**Problem to solve:**
Can you render every line of the items below as a JSON list of strings, one string per line, with blank lines skipped? Leave the pictures out of your answer.

**Supplied entries:**
....

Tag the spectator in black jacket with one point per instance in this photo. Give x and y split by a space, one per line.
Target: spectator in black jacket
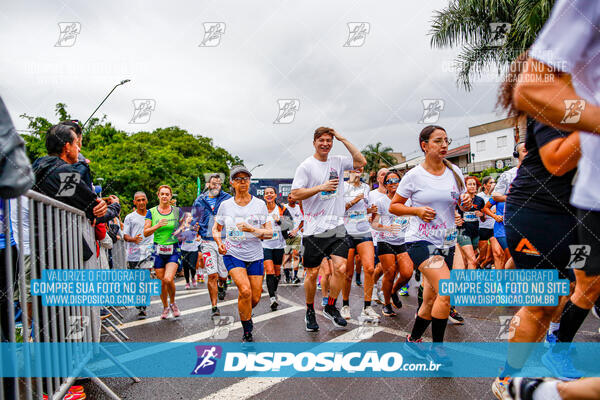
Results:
57 176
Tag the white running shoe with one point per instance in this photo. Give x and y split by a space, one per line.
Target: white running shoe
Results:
369 313
345 312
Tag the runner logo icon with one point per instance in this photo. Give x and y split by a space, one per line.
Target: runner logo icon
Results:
579 255
207 359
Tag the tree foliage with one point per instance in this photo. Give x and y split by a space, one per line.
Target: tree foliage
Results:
140 161
377 155
466 24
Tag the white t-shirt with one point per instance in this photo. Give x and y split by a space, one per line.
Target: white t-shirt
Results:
489 221
505 180
438 192
375 195
133 225
297 215
242 245
324 210
356 219
386 218
277 242
570 42
25 221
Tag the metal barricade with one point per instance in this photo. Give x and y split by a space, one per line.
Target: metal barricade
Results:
57 234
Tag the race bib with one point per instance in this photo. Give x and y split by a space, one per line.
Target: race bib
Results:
164 250
234 234
469 216
450 237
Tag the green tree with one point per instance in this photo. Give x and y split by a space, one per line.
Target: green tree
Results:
377 155
466 24
128 162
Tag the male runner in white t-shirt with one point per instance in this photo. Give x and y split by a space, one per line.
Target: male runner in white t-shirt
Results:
317 184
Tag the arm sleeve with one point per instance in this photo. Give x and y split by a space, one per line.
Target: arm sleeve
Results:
300 178
567 34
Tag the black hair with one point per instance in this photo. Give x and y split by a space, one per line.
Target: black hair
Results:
73 124
57 137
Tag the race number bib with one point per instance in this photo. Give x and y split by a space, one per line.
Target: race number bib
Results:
450 237
469 216
234 234
164 250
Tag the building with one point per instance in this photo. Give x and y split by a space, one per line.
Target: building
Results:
492 144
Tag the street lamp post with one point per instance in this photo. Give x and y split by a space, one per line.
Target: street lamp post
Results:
124 81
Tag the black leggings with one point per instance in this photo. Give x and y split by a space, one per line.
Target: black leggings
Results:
188 262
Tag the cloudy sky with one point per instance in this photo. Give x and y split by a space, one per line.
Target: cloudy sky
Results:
370 91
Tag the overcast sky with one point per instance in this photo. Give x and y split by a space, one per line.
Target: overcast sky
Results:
269 50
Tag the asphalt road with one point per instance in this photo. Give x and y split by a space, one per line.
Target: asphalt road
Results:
482 324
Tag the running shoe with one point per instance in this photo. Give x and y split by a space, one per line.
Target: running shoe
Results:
345 312
388 311
333 314
369 313
175 310
221 292
247 338
550 339
437 354
311 321
500 388
523 388
455 317
396 300
165 313
560 365
416 347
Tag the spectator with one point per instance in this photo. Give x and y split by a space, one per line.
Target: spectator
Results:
56 176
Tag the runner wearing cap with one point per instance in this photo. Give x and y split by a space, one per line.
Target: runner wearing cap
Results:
245 221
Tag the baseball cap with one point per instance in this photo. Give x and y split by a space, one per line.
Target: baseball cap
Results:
237 169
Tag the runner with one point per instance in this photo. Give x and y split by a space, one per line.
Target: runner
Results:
162 221
434 188
245 219
204 210
538 203
391 247
486 228
189 250
359 241
273 249
293 244
375 195
139 247
468 233
571 101
317 184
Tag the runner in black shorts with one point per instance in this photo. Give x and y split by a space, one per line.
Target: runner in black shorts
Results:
434 188
317 184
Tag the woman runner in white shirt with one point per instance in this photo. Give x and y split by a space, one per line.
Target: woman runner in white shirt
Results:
434 188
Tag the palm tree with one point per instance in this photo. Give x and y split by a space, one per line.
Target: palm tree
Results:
467 24
377 155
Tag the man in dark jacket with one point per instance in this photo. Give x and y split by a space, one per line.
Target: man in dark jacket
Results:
204 211
57 177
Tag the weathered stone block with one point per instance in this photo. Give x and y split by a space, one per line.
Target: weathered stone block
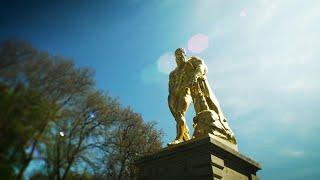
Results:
200 159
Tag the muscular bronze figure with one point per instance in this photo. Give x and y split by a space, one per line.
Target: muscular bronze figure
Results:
188 83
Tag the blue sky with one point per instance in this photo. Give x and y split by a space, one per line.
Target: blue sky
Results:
263 60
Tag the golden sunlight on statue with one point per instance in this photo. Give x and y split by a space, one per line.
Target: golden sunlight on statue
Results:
188 83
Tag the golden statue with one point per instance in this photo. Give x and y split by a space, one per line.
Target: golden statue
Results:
188 83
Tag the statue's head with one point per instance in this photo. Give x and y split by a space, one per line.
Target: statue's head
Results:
180 54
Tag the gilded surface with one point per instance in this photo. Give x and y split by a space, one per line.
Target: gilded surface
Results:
188 83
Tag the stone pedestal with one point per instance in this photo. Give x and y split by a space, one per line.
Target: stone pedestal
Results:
201 159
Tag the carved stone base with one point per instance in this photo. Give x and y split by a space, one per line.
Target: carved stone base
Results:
199 159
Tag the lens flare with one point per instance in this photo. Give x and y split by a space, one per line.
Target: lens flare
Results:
198 43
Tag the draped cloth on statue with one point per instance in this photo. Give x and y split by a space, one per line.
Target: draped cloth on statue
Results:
209 117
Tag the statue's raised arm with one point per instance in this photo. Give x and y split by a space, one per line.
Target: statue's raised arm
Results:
188 81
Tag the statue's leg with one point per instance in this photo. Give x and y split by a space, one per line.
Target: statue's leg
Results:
182 106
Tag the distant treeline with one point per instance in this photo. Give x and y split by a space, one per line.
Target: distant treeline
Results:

....

**Written response:**
[
  "Tag the spectator in black jacket with one point per instance in this photo. Give x and y split by a space, one per line.",
  "Target: spectator in black jacket",
  "Results:",
  "57 176",
  "Tag the white running shoe with one point per instance in this photo. Give x and y split by a space, one per line.",
  "Target: white running shoe",
  "Results:",
  "369 313",
  "345 312",
  "Tag the runner logo icon with one point per instance in this photo. Give x and y split by a space, one per line.",
  "Target: runner logo icon",
  "Results:",
  "579 255",
  "207 359",
  "Tag the tree foliage with one point per instance in this photo. Give x and y split by a space, one per line.",
  "Target: tree foliage",
  "Results:",
  "140 161",
  "377 155",
  "466 24",
  "Tag the white t-shirt with one point per instance in this photo. Give x and y split by a space, one per line.",
  "Target: white t-shirt",
  "Results:",
  "489 221",
  "505 180",
  "438 192",
  "375 195",
  "133 225",
  "297 215",
  "242 245",
  "324 210",
  "356 219",
  "386 218",
  "277 242",
  "570 42",
  "25 221",
  "Tag the metal barricade with one point per instance in this photo. Give x and y split by a space, one per line.",
  "Target: metal barricade",
  "Results:",
  "57 234",
  "Tag the race bib with one point per instance in this photo. Give x and y split by a space, one per line.",
  "Target: race bib",
  "Results:",
  "164 250",
  "234 234",
  "469 216",
  "450 237",
  "Tag the green tree with one point per instance in this photo. Give x and y split by a space, one per line.",
  "Target: green tree",
  "Results:",
  "377 155",
  "466 24",
  "128 162",
  "Tag the male runner in white t-shirt with one point per instance in this photo. Give x and y split by a space, one per line.",
  "Target: male runner in white t-shirt",
  "Results:",
  "317 184",
  "Tag the arm sleeve with one point per instance in this photo. Give x and y split by a space, one per line.",
  "Target: arm sleeve",
  "Results:",
  "300 178",
  "567 34",
  "Tag the black hair with one point per instance in this photo. Give x and y split by a space, one per line.",
  "Target: black hair",
  "Results:",
  "73 124",
  "57 137",
  "Tag the race number bib with one point per instance in this photo. Give x and y split by a space, one per line.",
  "Target: race number bib",
  "Results:",
  "450 237",
  "469 216",
  "234 234",
  "164 250",
  "Tag the building with one point per instance in this photo. Give x and y split by a space, one per line.",
  "Target: building",
  "Results:",
  "492 144",
  "Tag the street lamp post with one point per instance in this photo. Give x and y split by a space, one per line.",
  "Target: street lamp post",
  "Results:",
  "124 81",
  "Tag the black leggings with one point per instance in this photo. Give x and y split by a space, one per line.",
  "Target: black leggings",
  "Results:",
  "188 262",
  "Tag the cloudy sky with one point per instance in this photo. Give x and y split by a space, one per line.",
  "Target: cloudy sky",
  "Results:",
  "370 91",
  "Tag the overcast sky with one point per instance in this photo. Give x and y split by a space, one per line.",
  "Target: overcast sky",
  "Results:",
  "269 50",
  "Tag the asphalt road with one point per instance in this photo. Give x and y split by a space, one per line.",
  "Target: asphalt road",
  "Results:",
  "482 324",
  "Tag the running shoe with one point per instance in this photo. Give x and y split by a space, one per line.",
  "Target: running shoe",
  "Results:",
  "345 312",
  "388 311",
  "333 314",
  "369 313",
  "175 310",
  "221 292",
  "247 338",
  "550 339",
  "437 354",
  "311 321",
  "500 388",
  "523 388",
  "455 317",
  "396 300",
  "165 313",
  "560 365",
  "416 347",
  "Tag the spectator with one point per instance in this photo. Give x and y split by a space, one per line.",
  "Target: spectator",
  "Results:",
  "56 176",
  "Tag the runner wearing cap with one point per instance in this photo. Give x and y split by a space, one per line.",
  "Target: runner wearing cap",
  "Results:",
  "245 221",
  "Tag the baseball cap with one point per instance in this photo. Give x and y split by a space, one per line.",
  "Target: baseball cap",
  "Results:",
  "237 169",
  "Tag the runner with one point per instance in this photo. Give x and y split by a space, one per line.",
  "Target: runner",
  "Results:",
  "162 221",
  "434 188",
  "245 219",
  "204 210",
  "538 203",
  "391 247",
  "486 228",
  "189 250",
  "359 241",
  "273 249",
  "293 244",
  "375 195",
  "139 247",
  "468 233",
  "571 101",
  "317 184",
  "Tag the runner in black shorts with one point per instance in this photo. Give x and y split by a space, one per line.",
  "Target: runner in black shorts",
  "Results:",
  "434 188",
  "317 184",
  "Tag the woman runner in white shirt with one point per instance in this photo. Give x and y split by a space, one per line.",
  "Target: woman runner in white shirt",
  "Results:",
  "434 188",
  "Tag the palm tree with one point per instance in this photo. Give x and y split by a space, one per line.",
  "Target: palm tree",
  "Results:",
  "467 24",
  "377 155",
  "Tag the man in dark jacket with one point per instance in this photo. Give x and y split by a space, one per line.",
  "Target: man in dark jacket",
  "Results:",
  "204 211",
  "57 177",
  "Tag the weathered stone block with one point per instance in this photo. Give x and y split by a space, one per line.",
  "Target: weathered stone block",
  "Results:",
  "200 159",
  "Tag the muscular bronze figure with one point per instance in this photo. Give x and y split by a space, one per line.",
  "Target: muscular bronze figure",
  "Results:",
  "188 83",
  "Tag the blue sky with one point per instance in this photo. Give x and y split by a space, one per line.",
  "Target: blue sky",
  "Results:",
  "263 60",
  "Tag the golden sunlight on statue with one point per instance in this photo. Give x and y split by a space, one per line.",
  "Target: golden sunlight on statue",
  "Results:",
  "188 83",
  "Tag the golden statue with one point per instance in this photo. Give x and y split by a space, one per line.",
  "Target: golden statue",
  "Results:",
  "188 83",
  "Tag the statue's head with one point per instance in this photo. Give x and y split by a space, one per line.",
  "Target: statue's head",
  "Results:",
  "180 54",
  "Tag the gilded surface with one point per instance in this photo. Give x and y split by a space, one per line.",
  "Target: gilded surface",
  "Results:",
  "188 83",
  "Tag the stone pedestal with one point per instance in this photo. Give x and y split by a space, one per line.",
  "Target: stone pedestal",
  "Results:",
  "201 159",
  "Tag the carved stone base with one point per instance in this photo. Give x and y split by a space, one per line.",
  "Target: carved stone base",
  "Results:",
  "199 159",
  "Tag the lens flare with one point per instance in this photo. Give x and y split by a space, one per line.",
  "Target: lens flare",
  "Results:",
  "198 43",
  "Tag the draped cloth on statue with one point per instance in this photo. Give x and y split by a space, one per line.",
  "Target: draped cloth on statue",
  "Results:",
  "209 117",
  "Tag the statue's raised arm with one point per instance in this photo. Give x and y split by a space, one per line.",
  "Target: statue's raised arm",
  "Results:",
  "188 81",
  "Tag the statue's leg with one point per instance in this photo. Give x and y split by a space, one per line.",
  "Target: statue's leg",
  "Results:",
  "182 106",
  "Tag the distant treeline with one point per instance in this photo. Give x and y split by a space, one per line.",
  "Target: distant treeline",
  "Results:"
]